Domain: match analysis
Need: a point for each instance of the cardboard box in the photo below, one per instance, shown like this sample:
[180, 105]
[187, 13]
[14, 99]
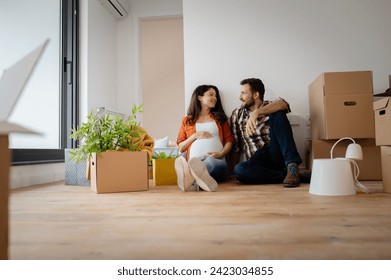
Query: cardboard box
[114, 171]
[386, 167]
[164, 171]
[370, 166]
[341, 104]
[75, 172]
[382, 110]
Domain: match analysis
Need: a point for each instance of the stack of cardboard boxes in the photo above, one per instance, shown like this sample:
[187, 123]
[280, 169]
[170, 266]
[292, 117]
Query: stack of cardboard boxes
[382, 110]
[341, 105]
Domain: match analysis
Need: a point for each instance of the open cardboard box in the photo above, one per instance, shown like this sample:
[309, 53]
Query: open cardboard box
[386, 167]
[341, 103]
[164, 171]
[119, 171]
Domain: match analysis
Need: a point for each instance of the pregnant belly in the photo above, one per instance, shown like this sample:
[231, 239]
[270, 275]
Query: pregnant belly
[200, 147]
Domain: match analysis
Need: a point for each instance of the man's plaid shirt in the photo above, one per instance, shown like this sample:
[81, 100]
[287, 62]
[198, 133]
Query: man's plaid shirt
[243, 142]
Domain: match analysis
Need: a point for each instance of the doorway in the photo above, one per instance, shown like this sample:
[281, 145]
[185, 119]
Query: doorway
[162, 75]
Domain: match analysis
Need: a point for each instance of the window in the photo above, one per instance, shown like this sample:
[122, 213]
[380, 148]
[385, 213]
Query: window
[49, 101]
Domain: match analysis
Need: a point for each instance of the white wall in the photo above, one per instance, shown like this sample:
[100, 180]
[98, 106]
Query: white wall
[286, 44]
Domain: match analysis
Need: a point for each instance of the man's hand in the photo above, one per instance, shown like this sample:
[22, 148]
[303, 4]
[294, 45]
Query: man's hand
[251, 124]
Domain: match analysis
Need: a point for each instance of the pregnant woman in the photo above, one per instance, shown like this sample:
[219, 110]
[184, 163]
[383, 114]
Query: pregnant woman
[206, 138]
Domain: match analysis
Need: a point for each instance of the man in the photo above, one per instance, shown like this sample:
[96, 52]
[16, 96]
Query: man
[262, 130]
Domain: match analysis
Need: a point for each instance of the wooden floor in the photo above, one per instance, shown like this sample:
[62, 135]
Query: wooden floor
[237, 222]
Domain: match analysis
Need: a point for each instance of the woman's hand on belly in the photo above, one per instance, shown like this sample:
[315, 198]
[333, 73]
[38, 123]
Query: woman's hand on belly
[203, 135]
[214, 154]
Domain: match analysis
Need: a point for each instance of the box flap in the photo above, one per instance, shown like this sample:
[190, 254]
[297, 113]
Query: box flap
[381, 104]
[7, 128]
[342, 83]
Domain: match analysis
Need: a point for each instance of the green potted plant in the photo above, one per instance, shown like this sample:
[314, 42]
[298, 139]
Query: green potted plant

============================================================

*WORK INSTRUCTION*: In the entries above, count the lines that include "plant" and write nothing but that number.

*EXPECTED OUTPUT*: 2